> [Set problem a]: Rewrite the paragraph of the TRL text that begins "For more flexibility and control over training" as a brief bulleted list that keeps its main facts.

> [Text section]:
Install the library using pip:

pip install trl

From source

If you want to use the latest features before an official release, you can install TRL from source:

pip install git+https://github.com/huggingface/trl.git

Repository

If you want to use the examples you can clone the repository with the following command:

git clone https://github.com/huggingface/trl.git

Command Line Interface (CLI)

You can use the TRL Command Line Interface (CLI) to quickly get started with Supervised Fine-tuning (SFT) and Direct Preference Optimization (DPO), or vibe check your model with the chat CLI:

SFT:

trl sft --model_name_or_path Qwen/Qwen2.5-0.5B \
    --dataset_name trl-lib/Capybara \
    --output_dir Qwen2.5-0.5B-SFT

DPO:

trl dpo --model_name_or_path Qwen/Qwen2.5-0.5B-Instruct \
    --dataset_name argilla/Capybara-Preferences \
    --output_dir Qwen2.5-0.5B-DPO 

Chat:

trl chat --model_name_or_path Qwen/Qwen2.5-0.5B-Instruct

Read more about CLI in the relevant documentation section or use --help for more details.

How to use

For more flexibility and control over training, TRL provides dedicated trainer classes to post-train language models or PEFT adapters on a custom dataset. Each trainer in TRL is a light wrapper around the 🤗 Transformers trainer and natively supports distributed training methods like DDP, DeepSpeed ZeRO, and FSDP.

> [Set problem b]: Lay out the records between the lines holding "UI element grounding: the shaded" and "[9,0,144,60]", inclusive, as a two-column CSV with the columns request and answer. Give one row for each request, put each value in a single quoted field, and turn any line breaks into spaces.

> [Given information]:
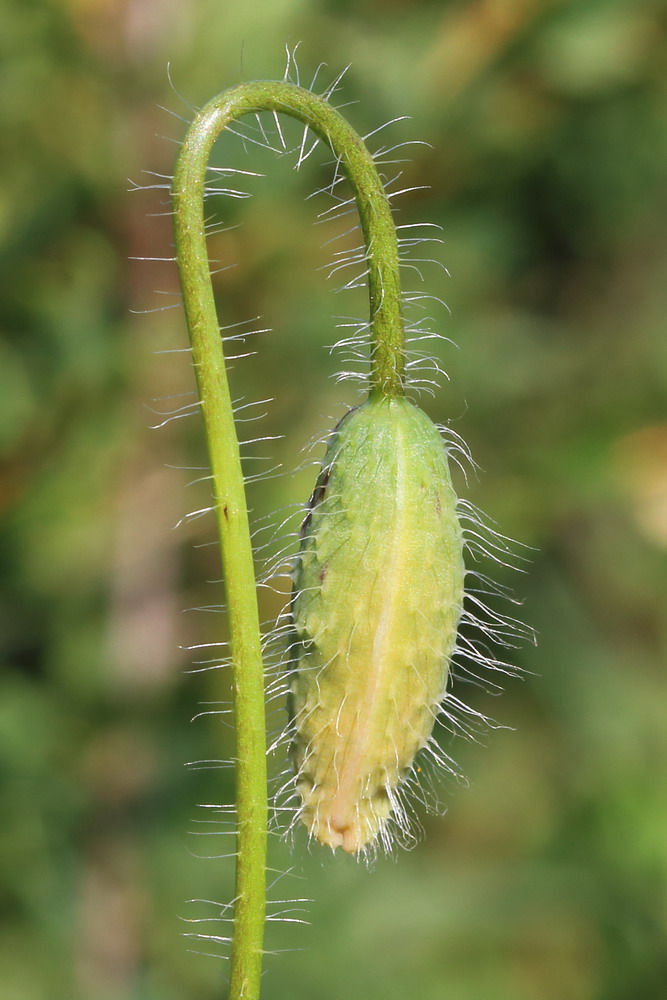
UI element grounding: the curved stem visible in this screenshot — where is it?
[173,81,404,1000]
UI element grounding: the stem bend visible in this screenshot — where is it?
[172,81,404,1000]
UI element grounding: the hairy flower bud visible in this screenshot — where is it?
[290,395,464,853]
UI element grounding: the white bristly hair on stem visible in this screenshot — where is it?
[132,46,533,998]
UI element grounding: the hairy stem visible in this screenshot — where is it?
[173,81,404,1000]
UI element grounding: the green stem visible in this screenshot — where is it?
[173,81,404,1000]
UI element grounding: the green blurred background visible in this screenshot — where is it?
[0,0,667,1000]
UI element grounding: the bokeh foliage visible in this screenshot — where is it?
[0,0,667,1000]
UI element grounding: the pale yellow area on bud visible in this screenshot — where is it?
[290,397,464,853]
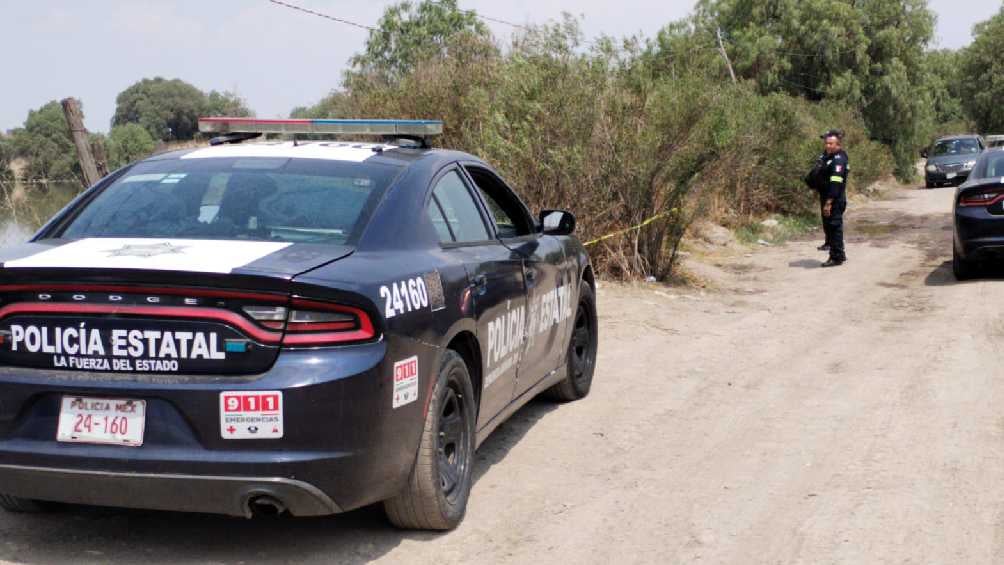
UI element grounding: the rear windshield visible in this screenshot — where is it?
[61,158,401,244]
[931,138,980,157]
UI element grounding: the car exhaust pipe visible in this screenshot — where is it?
[245,495,288,518]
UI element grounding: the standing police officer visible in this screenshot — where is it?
[810,129,847,267]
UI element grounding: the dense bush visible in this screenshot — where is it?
[961,7,1004,133]
[105,123,157,170]
[111,76,253,142]
[298,19,891,277]
[11,100,83,184]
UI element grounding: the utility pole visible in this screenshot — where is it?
[60,98,100,187]
[90,137,108,177]
[718,28,736,84]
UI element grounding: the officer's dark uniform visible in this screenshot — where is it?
[818,150,847,263]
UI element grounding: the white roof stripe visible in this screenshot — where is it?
[182,142,396,163]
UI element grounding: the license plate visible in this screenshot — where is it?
[56,396,147,447]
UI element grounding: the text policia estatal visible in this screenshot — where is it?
[10,324,227,370]
[485,284,571,387]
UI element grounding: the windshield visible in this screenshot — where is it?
[58,158,400,244]
[931,138,980,157]
[972,151,1004,179]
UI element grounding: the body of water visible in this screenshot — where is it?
[0,183,82,247]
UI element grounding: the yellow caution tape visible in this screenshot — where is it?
[582,208,677,246]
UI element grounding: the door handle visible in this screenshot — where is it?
[472,274,488,295]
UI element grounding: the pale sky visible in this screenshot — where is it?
[0,0,1001,131]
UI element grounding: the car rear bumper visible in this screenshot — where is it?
[925,171,970,184]
[955,207,1004,261]
[0,337,439,516]
[0,465,341,518]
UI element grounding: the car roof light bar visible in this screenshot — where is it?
[199,116,443,137]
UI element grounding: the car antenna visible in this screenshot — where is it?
[209,131,261,146]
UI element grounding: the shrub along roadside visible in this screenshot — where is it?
[307,18,892,278]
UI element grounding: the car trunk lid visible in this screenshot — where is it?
[0,238,352,374]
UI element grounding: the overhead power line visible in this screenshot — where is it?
[268,0,526,31]
[268,0,377,31]
[431,0,526,29]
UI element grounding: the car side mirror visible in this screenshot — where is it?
[540,210,575,236]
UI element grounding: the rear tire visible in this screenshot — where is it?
[0,495,54,514]
[546,281,598,402]
[384,349,477,530]
[952,246,977,281]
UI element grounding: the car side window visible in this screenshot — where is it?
[426,197,457,243]
[465,167,536,239]
[427,171,490,243]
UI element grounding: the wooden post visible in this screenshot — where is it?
[90,137,108,177]
[718,28,736,84]
[60,98,100,187]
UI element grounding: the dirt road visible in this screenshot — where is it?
[0,183,1004,564]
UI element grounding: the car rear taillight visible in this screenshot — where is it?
[243,305,287,329]
[282,298,377,347]
[959,191,1004,207]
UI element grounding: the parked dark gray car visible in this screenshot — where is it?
[921,135,987,189]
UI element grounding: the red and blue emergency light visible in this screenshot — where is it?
[199,116,443,137]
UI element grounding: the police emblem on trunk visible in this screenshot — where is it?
[105,242,189,257]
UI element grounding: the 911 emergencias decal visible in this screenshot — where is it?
[391,355,419,408]
[380,277,429,319]
[220,390,283,440]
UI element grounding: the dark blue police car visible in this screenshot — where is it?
[0,118,597,529]
[952,149,1004,280]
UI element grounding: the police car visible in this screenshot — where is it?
[0,117,597,530]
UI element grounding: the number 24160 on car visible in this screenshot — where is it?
[0,118,597,530]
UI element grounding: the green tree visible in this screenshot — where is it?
[0,131,15,181]
[924,49,966,125]
[111,76,206,142]
[12,100,83,183]
[289,90,350,119]
[105,123,157,169]
[961,7,1004,133]
[347,0,489,80]
[203,90,254,117]
[695,0,936,178]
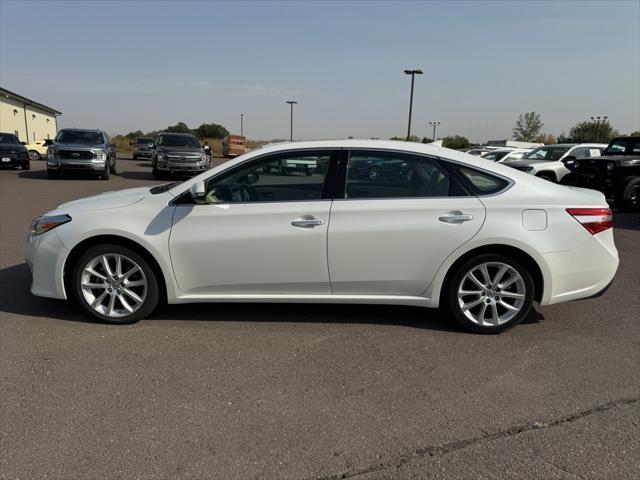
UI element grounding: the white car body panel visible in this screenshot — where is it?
[26,140,618,307]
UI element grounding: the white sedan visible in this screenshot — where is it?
[26,140,618,333]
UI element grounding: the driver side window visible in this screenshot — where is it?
[205,151,333,204]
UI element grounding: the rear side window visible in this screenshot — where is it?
[458,166,509,195]
[345,151,467,199]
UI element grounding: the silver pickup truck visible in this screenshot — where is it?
[47,128,116,180]
[151,133,209,178]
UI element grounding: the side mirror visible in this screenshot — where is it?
[189,181,207,204]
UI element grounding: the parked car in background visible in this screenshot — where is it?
[26,137,618,333]
[151,133,209,178]
[222,135,247,158]
[503,143,607,183]
[562,137,640,212]
[47,128,116,180]
[27,138,53,160]
[480,148,533,162]
[0,133,31,170]
[131,137,153,160]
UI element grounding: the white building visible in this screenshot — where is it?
[0,87,62,143]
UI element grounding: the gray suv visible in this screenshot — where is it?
[151,133,209,178]
[47,128,116,180]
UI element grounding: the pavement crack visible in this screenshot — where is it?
[312,397,640,480]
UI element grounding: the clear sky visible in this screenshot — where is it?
[0,0,640,141]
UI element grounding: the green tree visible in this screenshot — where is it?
[442,135,471,150]
[165,122,191,133]
[193,123,229,138]
[513,112,544,142]
[558,121,620,143]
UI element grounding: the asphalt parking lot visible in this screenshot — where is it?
[0,158,640,479]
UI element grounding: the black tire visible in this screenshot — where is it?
[100,162,111,180]
[444,254,535,334]
[71,244,160,324]
[536,172,558,183]
[615,177,640,212]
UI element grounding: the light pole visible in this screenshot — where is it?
[429,122,440,142]
[589,115,609,142]
[404,70,422,141]
[286,100,298,142]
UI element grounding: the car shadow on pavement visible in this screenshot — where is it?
[0,263,544,333]
[613,212,640,230]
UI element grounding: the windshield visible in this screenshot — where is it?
[482,151,509,162]
[522,146,571,160]
[158,135,200,148]
[604,137,640,155]
[56,130,103,145]
[0,133,20,145]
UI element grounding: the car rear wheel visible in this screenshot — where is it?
[72,244,160,324]
[447,254,534,333]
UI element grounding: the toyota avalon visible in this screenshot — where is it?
[26,140,618,333]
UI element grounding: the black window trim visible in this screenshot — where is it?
[333,147,515,201]
[169,147,344,206]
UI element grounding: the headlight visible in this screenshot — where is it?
[29,215,71,237]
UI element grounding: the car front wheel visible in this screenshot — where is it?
[72,245,159,323]
[447,254,534,333]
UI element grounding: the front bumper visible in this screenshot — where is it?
[25,227,69,299]
[47,159,107,173]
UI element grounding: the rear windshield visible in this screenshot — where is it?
[0,133,20,145]
[158,135,200,148]
[523,146,571,160]
[604,137,640,155]
[56,130,103,145]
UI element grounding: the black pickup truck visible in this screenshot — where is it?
[561,137,640,211]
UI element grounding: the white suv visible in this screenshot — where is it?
[503,143,607,183]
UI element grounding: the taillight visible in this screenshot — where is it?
[567,208,613,235]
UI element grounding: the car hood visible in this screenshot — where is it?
[0,143,27,153]
[48,187,150,215]
[501,159,562,168]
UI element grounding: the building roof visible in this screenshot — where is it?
[0,87,62,115]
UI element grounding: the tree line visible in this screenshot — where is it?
[391,112,640,150]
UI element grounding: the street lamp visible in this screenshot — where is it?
[589,115,609,142]
[404,70,422,141]
[429,122,440,142]
[286,100,298,142]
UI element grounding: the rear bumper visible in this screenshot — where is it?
[537,229,619,305]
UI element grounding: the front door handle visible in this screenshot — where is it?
[291,215,324,228]
[438,210,473,223]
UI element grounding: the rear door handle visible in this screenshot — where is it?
[291,215,324,228]
[438,211,473,223]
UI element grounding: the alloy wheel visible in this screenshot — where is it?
[80,253,148,318]
[457,262,527,326]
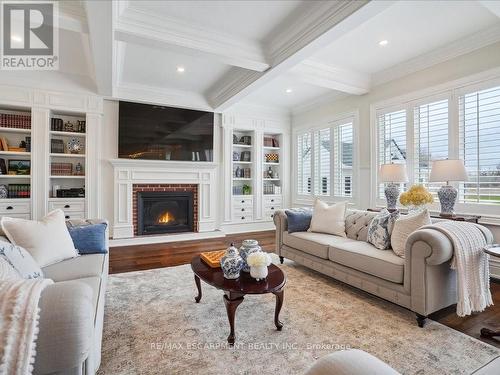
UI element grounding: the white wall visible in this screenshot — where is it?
[292,43,500,242]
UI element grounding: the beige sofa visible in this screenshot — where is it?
[34,220,109,375]
[274,210,493,327]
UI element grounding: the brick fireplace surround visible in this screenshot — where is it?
[132,184,198,236]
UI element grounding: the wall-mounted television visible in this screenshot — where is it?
[118,101,214,161]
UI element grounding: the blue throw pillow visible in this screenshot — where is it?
[285,208,312,233]
[68,223,108,254]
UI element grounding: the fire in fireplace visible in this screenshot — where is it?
[137,191,194,235]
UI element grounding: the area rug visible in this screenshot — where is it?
[99,262,500,375]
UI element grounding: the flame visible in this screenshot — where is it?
[158,211,174,224]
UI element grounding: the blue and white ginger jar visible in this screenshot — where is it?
[220,244,243,280]
[240,240,262,272]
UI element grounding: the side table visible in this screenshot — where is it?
[481,245,500,339]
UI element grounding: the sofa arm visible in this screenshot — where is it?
[34,281,94,374]
[273,210,288,255]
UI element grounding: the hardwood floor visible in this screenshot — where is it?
[110,231,500,348]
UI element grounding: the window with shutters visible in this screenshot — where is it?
[314,128,331,196]
[413,99,449,195]
[297,133,312,195]
[377,110,407,199]
[458,86,500,205]
[333,121,353,197]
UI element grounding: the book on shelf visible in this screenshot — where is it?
[0,137,9,151]
[0,113,31,129]
[7,184,31,198]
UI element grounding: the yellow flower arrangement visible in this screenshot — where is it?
[399,185,434,206]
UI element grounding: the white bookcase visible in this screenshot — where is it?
[221,114,289,233]
[0,86,103,219]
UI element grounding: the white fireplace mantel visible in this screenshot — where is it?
[109,159,217,239]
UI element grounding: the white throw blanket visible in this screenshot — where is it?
[0,279,52,375]
[428,220,493,316]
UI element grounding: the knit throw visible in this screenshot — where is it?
[431,220,493,316]
[0,279,52,375]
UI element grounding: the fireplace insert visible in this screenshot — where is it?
[137,191,194,236]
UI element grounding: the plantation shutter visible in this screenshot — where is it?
[413,99,449,195]
[377,110,407,199]
[314,128,331,195]
[333,122,353,197]
[459,87,500,204]
[297,133,312,195]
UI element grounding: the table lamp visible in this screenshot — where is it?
[429,159,467,217]
[379,164,408,211]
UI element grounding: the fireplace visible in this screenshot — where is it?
[137,191,194,236]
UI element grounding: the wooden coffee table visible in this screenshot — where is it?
[191,256,286,345]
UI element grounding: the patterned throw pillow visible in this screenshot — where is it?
[367,208,399,250]
[391,209,432,258]
[0,241,43,279]
[0,257,22,280]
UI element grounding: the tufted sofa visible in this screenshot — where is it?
[274,210,493,327]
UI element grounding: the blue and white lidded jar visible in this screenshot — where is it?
[240,240,262,272]
[220,243,243,280]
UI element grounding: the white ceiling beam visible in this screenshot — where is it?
[114,7,269,72]
[479,0,500,17]
[84,0,114,96]
[207,0,394,111]
[291,60,370,95]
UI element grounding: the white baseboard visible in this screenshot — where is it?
[109,230,226,247]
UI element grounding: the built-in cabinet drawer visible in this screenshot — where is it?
[0,202,31,217]
[0,214,31,220]
[49,201,85,212]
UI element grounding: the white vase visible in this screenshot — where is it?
[250,266,267,281]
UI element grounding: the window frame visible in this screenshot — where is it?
[370,71,500,217]
[292,111,359,205]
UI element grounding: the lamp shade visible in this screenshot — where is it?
[380,164,408,183]
[429,159,467,182]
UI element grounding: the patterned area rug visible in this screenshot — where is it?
[99,262,500,375]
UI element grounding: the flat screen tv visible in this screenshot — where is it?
[118,101,214,161]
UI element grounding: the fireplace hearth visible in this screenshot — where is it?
[137,191,194,236]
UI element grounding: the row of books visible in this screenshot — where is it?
[264,137,280,147]
[7,184,31,198]
[264,184,281,194]
[0,113,31,129]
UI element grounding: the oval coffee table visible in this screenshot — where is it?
[191,256,286,345]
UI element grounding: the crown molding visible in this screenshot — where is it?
[372,24,500,86]
[291,59,370,95]
[115,7,269,72]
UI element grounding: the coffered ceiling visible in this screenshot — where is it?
[0,0,500,111]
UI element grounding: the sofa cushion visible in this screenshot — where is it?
[43,254,107,282]
[345,210,377,241]
[283,232,357,259]
[328,241,404,284]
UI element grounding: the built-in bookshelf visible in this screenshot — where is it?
[262,133,283,195]
[48,112,87,201]
[232,130,255,196]
[0,107,31,209]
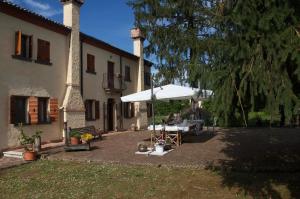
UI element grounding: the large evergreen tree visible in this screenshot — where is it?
[129,0,300,126]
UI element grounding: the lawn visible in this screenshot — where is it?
[0,160,300,199]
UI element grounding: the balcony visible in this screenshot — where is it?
[102,73,127,94]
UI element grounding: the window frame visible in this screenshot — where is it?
[124,66,131,82]
[35,39,52,65]
[86,53,97,74]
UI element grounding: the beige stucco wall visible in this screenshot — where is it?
[83,43,145,130]
[0,13,68,149]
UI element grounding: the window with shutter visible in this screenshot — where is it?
[13,31,32,59]
[37,39,50,63]
[10,96,27,125]
[86,54,96,74]
[95,101,100,120]
[28,96,38,124]
[85,100,94,121]
[49,98,59,121]
[124,66,131,82]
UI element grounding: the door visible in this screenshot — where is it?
[107,61,114,89]
[107,98,115,131]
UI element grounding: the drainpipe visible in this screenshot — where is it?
[80,40,83,96]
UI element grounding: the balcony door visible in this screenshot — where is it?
[107,61,114,89]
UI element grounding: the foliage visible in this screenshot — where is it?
[129,0,300,126]
[70,131,81,139]
[155,100,190,116]
[81,133,94,142]
[19,124,43,151]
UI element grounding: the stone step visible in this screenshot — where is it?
[3,151,23,159]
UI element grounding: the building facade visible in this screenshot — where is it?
[0,0,152,150]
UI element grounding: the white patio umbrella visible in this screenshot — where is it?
[121,84,206,102]
[121,81,213,145]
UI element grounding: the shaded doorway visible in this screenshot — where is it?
[107,98,115,131]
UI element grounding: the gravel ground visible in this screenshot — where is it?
[48,128,300,171]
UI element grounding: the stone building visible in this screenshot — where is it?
[0,0,152,150]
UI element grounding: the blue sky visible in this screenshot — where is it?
[10,0,141,57]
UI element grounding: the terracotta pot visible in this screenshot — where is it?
[70,137,81,145]
[23,151,36,161]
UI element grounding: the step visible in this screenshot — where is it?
[3,151,23,159]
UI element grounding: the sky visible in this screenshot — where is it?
[9,0,144,60]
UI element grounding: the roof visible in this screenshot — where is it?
[0,0,153,66]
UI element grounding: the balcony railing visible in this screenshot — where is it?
[102,73,127,93]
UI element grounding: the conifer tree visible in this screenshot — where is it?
[129,0,300,126]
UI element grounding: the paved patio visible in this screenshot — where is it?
[48,128,300,171]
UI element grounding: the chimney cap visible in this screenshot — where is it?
[131,28,145,40]
[60,0,84,6]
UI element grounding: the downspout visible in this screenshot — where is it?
[80,39,83,96]
[119,56,123,129]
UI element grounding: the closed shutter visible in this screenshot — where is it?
[95,101,100,120]
[49,98,59,121]
[28,96,38,124]
[10,96,16,124]
[15,31,22,55]
[130,103,135,117]
[28,36,32,58]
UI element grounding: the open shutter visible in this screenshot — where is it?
[28,96,38,124]
[15,31,22,55]
[95,101,100,120]
[130,103,135,117]
[49,98,59,121]
[28,36,32,58]
[10,96,16,124]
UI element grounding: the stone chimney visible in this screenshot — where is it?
[61,0,85,128]
[131,28,148,129]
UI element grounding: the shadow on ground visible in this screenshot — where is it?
[209,128,300,199]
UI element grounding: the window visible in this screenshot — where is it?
[147,103,152,117]
[124,66,131,82]
[15,31,32,59]
[37,39,50,63]
[10,96,27,124]
[124,102,135,118]
[38,98,49,123]
[85,99,100,121]
[86,54,96,74]
[144,72,151,86]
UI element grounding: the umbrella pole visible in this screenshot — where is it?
[151,74,156,147]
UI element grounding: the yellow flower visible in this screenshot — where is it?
[81,133,94,142]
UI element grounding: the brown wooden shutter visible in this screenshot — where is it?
[15,31,22,55]
[49,98,59,121]
[10,96,16,124]
[28,36,32,58]
[28,96,38,124]
[95,101,100,120]
[45,41,50,62]
[130,103,135,117]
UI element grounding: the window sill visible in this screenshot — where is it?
[34,60,52,66]
[85,70,97,75]
[11,55,32,62]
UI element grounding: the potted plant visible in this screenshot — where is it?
[81,133,94,143]
[19,125,37,161]
[155,140,166,153]
[34,131,43,152]
[70,131,81,145]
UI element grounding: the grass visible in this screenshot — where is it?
[0,160,299,199]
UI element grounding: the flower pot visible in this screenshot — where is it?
[23,151,36,161]
[70,137,81,145]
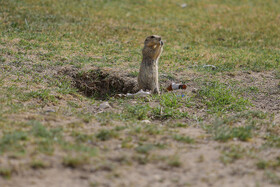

> [Answer a]:
- For more flexibility and control over training, TRL provides dedicated trainer classes to post-train language models or PEFT adapters on a custom dataset.
- Each TRL trainer is a light wrapper around the 🤗 Transformers trainer.
- The trainers natively support distributed training methods such as DDP, DeepSpeed ZeRO, and FSDP.

> [Answer b]:
request,answer
"UI element grounding: the shaded doorway visible in this screenshot — where is it?","[107,98,115,131]"
"UI element grounding: the gravel ground visible in this screenshot — where is it?","[48,128,300,171]"
"UI element grounding: the stone building visible in this screenshot — where is it?","[0,0,152,150]"
"UI element grounding: the blue sky visible in this screenshot — where is it?","[10,0,141,57]"
"UI element grounding: the terracotta pot visible in this screenshot — where is it?","[70,137,81,145] [23,151,36,161]"
"UI element grounding: the step visible in this screenshot — where is it?","[3,151,23,159]"
"UI element grounding: the sky visible in this screenshot — where is it?","[9,0,144,60]"